**What to do:** Convert the records to a Markdown table with the columns Row and Line, numbering each line and leaving out blank lines. Begin at the line that contains "TARGET: green vegetation" and continue through the end of the records.
++++++++
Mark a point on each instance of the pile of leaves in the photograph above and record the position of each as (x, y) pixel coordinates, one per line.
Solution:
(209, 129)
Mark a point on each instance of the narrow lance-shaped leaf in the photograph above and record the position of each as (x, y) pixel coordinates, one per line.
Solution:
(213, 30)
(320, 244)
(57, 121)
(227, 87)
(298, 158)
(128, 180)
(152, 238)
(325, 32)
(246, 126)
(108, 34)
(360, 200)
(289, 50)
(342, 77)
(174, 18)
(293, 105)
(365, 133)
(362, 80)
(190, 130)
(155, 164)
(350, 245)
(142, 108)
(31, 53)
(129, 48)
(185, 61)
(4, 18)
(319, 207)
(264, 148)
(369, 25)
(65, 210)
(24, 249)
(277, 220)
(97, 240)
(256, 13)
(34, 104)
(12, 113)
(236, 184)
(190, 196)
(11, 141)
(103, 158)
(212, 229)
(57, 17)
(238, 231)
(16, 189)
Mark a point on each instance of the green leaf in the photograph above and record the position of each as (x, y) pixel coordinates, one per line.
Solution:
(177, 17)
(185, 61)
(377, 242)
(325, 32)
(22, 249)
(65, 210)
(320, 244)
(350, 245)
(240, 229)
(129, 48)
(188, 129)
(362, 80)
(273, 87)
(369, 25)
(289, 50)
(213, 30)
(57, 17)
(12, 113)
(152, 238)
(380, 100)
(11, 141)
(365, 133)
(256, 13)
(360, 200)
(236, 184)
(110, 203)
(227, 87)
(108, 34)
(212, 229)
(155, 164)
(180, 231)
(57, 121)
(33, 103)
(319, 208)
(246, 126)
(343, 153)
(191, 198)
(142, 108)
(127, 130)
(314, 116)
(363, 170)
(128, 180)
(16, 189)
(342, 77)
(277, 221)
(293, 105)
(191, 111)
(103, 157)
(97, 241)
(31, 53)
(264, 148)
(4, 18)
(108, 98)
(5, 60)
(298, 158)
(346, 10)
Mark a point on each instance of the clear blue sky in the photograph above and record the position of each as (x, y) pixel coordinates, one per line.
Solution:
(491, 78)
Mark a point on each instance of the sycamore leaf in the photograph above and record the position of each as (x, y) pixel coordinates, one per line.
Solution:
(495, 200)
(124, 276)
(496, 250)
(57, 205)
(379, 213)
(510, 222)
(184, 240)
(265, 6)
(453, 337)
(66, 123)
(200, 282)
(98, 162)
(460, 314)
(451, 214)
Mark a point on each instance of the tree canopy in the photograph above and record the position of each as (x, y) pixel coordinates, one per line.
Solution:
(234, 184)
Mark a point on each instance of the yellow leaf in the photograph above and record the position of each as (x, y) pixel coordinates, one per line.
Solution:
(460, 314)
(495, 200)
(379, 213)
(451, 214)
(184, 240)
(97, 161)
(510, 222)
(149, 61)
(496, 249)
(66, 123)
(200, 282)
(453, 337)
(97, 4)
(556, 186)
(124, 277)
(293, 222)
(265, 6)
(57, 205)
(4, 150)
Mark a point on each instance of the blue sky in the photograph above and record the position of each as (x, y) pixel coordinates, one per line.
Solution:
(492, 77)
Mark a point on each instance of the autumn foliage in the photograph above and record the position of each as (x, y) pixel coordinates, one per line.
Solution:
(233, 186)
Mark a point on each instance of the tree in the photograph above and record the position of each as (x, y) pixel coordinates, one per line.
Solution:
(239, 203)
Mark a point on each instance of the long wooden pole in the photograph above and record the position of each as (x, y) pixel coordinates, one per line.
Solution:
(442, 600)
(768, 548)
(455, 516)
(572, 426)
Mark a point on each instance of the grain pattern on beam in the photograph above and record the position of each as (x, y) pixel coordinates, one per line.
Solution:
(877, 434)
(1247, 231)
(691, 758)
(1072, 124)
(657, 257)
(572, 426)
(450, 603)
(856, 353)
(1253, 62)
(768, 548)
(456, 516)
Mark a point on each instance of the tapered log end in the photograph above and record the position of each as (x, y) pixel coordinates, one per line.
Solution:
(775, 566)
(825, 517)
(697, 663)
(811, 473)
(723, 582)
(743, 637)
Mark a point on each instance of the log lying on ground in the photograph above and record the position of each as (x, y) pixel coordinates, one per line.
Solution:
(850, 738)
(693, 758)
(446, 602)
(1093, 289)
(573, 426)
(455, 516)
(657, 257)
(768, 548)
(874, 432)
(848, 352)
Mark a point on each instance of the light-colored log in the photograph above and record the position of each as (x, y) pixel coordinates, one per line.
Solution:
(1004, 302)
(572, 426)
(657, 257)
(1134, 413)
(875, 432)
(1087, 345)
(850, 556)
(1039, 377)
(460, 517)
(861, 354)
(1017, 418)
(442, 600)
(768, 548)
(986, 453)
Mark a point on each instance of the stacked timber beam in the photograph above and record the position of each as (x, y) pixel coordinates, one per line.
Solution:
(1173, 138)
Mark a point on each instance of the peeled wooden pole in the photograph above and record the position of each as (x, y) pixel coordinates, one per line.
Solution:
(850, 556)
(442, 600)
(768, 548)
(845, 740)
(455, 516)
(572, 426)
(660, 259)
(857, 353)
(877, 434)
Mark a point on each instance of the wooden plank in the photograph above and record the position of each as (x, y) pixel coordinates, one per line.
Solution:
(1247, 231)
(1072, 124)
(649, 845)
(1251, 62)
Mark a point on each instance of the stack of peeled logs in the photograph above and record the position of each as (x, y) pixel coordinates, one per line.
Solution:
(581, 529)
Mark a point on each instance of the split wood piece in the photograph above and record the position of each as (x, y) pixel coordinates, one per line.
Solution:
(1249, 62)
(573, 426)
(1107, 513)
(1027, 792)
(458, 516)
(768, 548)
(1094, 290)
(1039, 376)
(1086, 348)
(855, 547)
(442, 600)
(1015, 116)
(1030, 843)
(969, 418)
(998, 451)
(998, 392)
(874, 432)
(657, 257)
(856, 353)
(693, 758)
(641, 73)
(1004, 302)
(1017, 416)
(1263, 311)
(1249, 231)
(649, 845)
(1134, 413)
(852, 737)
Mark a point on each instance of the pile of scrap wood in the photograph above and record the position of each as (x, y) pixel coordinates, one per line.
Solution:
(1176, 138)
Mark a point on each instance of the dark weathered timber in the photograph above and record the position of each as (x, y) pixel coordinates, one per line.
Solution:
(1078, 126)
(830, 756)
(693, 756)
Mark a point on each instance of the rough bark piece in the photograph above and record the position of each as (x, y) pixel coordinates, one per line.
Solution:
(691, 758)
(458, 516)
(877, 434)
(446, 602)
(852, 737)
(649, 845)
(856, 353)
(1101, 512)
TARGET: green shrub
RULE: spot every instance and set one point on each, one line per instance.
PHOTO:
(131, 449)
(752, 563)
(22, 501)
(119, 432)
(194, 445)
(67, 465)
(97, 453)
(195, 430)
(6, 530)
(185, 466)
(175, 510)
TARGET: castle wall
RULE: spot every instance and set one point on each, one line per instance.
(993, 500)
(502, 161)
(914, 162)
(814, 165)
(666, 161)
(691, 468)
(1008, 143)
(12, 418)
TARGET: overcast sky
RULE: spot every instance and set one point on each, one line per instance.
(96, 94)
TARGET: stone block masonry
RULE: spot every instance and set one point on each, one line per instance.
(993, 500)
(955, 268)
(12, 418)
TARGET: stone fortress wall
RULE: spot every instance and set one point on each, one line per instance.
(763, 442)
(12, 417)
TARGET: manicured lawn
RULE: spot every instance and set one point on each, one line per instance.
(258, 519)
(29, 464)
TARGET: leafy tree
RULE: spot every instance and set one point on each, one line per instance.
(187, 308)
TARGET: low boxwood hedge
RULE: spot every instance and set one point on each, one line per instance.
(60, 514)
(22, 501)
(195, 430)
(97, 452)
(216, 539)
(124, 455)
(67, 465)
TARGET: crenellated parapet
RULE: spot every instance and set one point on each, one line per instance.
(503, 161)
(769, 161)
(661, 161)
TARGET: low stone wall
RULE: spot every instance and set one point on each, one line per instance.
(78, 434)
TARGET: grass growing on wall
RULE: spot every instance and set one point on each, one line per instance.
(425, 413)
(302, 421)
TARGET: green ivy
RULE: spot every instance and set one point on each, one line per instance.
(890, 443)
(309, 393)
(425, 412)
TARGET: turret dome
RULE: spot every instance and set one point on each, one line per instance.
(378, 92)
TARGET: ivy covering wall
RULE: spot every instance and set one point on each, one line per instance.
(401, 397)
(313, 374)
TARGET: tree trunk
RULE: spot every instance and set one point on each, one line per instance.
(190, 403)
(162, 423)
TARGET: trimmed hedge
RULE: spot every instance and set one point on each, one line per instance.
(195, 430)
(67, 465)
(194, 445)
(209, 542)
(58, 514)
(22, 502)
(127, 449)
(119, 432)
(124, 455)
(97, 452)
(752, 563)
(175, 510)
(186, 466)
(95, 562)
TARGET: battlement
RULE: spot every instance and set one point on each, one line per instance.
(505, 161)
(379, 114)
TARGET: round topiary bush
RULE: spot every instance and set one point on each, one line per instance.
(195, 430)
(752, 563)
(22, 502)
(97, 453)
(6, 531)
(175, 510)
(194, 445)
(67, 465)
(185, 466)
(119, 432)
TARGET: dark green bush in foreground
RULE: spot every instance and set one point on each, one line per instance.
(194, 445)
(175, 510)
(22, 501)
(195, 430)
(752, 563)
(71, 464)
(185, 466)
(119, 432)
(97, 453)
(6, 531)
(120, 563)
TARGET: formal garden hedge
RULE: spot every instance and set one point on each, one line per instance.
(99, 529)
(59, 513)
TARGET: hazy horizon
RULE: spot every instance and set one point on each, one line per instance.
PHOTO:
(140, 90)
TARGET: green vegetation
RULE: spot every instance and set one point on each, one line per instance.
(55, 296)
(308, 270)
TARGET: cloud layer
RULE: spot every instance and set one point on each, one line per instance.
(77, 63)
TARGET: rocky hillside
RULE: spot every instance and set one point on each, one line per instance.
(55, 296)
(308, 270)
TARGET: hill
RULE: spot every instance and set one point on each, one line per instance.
++++++++
**Full response:**
| Row | Line |
|---|---|
| 1 | TARGET: green vegetation |
| 2 | RULE: spot every instance and set one point on each, one line per instance. |
| 3 | (55, 296) |
| 4 | (308, 270) |
| 5 | TARGET: cloud layer |
| 6 | RULE: spot every instance and set one point on each, one line per instance. |
| 7 | (77, 63) |
| 8 | TARGET: rocky hillside |
| 9 | RULE: spot every instance and set one point on each, one line per instance. |
| 10 | (55, 296) |
| 11 | (308, 270) |
| 12 | TARGET: hill |
| 13 | RULE: spot every instance and set one point on each, one line per instance. |